_Goals_
1. According to the assessment-in-learning module, why must the items of a classroom test be reviewed and improved? Answer in one to three sentences.
2. Write the next part of the assessment-in-learning module, starting right after its last sentence.

_Text section_
Instructor: JESSA DOTIMAS
Title of the learning ASSESSMENT IN LEARNING 1
resource:
ROSITA DE GUZMAN-SANTOS, Ph.D.
Author:
TOPIC OUTLINE
Chapter 9: Improving a Classroom-Based Assessment Test
9.1 Overview
9.2 Judgemental Item-Improvement
>Teacher’s Own Review
> Peer Review
> Student Review
9.3 Empirically-Based Procedures
> Difficulty Index
> Discrimination Index
> Distracter Analysis
Chapter 10: Utilization of Assessment Data
10.1 Overview
10.2 Types of Test Scores
> Raw and Percentage Scores
>Percentile Rank
>Standard Scores
> Norma Curve Equivalent
>Developmental Scores
10.3 Types of Score Interpretations
> Norm-referenced Interpretations
> Criterion-referenced Interpretations
Chapter 11: Grading and Reporting of Assessment Results
11.1 Grading
11.2 Analysis and Assessment of Data
11.3 Interpretation and Communication f Grades
11.4 Grading System
11.5 Reporting
11.6 Principles of Effective Grading and Reporting
Chapter 4 Improving a Classroom-Based
Assessment Test
________________________________
OVERVIEW
By the time you reach Chapter 9, it is assumed that you have known how to plan
a classroom test by specifying the purpose for constructing it, the instructional
outcomes to be assessed, and preparing a test blueprint to guide the construction
process. The techniques and strategies for selecting and constructing different item
formats to match the intended instructional outcomes make up the second phase of the
test development process which is the content of the preceding chapter. The process
however is not complete without ensuring that the classroom instrument is valid for the
purpose for which it is intended. Ensuring requires reviewing and improving the items
which is the third phase of the process.

_Information given_
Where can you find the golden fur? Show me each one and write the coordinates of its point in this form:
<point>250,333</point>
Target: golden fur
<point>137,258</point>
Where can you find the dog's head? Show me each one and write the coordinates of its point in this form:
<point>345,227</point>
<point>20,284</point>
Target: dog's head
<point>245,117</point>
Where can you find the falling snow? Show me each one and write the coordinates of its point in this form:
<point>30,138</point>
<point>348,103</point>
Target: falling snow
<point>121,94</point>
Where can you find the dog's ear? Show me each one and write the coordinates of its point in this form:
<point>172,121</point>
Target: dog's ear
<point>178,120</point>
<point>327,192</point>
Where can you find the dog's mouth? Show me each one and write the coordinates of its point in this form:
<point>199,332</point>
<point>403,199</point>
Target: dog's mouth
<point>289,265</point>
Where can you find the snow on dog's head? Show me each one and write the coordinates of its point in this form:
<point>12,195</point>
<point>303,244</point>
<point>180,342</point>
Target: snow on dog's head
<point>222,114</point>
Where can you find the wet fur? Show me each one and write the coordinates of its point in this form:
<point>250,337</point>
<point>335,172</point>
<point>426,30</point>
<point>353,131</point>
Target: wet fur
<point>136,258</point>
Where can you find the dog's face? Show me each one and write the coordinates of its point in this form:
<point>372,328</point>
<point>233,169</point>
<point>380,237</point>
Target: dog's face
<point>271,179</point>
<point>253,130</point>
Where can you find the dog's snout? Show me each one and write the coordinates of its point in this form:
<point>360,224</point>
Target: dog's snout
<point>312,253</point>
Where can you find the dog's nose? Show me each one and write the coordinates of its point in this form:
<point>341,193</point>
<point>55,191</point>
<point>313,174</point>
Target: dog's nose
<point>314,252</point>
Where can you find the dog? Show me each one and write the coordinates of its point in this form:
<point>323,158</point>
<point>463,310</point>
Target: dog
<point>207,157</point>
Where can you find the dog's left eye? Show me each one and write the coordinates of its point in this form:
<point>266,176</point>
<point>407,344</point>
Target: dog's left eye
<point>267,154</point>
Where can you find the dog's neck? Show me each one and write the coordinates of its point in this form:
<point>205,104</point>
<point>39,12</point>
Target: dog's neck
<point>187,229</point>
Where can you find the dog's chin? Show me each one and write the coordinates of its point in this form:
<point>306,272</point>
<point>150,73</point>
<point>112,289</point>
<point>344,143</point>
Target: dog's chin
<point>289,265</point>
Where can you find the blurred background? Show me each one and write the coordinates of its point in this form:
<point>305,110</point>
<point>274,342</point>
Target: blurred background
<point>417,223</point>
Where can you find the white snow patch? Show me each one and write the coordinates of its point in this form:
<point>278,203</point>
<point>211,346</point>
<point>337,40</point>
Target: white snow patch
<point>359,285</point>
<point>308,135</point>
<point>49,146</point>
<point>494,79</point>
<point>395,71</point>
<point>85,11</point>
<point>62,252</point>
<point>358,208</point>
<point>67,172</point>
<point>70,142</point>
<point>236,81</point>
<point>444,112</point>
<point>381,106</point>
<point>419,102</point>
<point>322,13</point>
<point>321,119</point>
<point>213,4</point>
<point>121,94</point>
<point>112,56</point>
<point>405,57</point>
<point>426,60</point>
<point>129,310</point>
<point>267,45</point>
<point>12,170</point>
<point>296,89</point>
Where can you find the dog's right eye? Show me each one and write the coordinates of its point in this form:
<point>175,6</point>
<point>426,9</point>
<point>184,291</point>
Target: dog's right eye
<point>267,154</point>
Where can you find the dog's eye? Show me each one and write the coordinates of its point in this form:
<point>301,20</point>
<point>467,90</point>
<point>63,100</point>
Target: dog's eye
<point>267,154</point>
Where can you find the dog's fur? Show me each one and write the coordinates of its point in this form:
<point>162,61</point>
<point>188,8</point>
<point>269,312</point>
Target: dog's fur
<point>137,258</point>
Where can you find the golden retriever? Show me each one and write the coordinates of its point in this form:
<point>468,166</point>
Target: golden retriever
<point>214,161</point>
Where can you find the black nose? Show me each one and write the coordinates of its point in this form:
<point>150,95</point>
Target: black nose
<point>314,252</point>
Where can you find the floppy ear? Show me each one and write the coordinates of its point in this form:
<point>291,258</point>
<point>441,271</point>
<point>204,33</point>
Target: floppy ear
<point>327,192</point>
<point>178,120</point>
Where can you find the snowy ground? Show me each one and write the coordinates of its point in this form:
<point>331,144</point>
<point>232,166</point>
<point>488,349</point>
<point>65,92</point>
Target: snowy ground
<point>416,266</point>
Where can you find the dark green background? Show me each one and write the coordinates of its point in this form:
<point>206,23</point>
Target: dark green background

_Results for each task_
1. The test development process is not complete until the classroom instrument is shown to be valid for its intended purpose. Ensuring that validity requires reviewing and improving the items, which is the third phase of the process.

2.
This chapter therefore deals with providing practical and necessary ways for
improving teacher-developed assessment tools. Popham (2011) suggests two
approaches to undertake item improvement: the judgemental approach and the
empirical approach.
OUTCOME
At the end of chapter 9, students are expected to:
a. acquire procedures for improving a classroom-based assesment test
LESSON PROPER: Getting started (Pre-assessment, activating prior
knowledge,
and/or review), Discussion, activities/tasks, assessment
This approach basically makes use of human judgement in reviewing the items.
The judges are the teachers themselves who know exactly what the test is for, the
instructional outcomes to be assessed, and the items’ level of difficulty appropriate to
his /her class; the teacher’s peers or colleagues who are familiar with the curriculum
standards for the target grade level, the subject matter content, and the ability of the
learners; and the students themselves who can perceive difficulties based on their past
experiences.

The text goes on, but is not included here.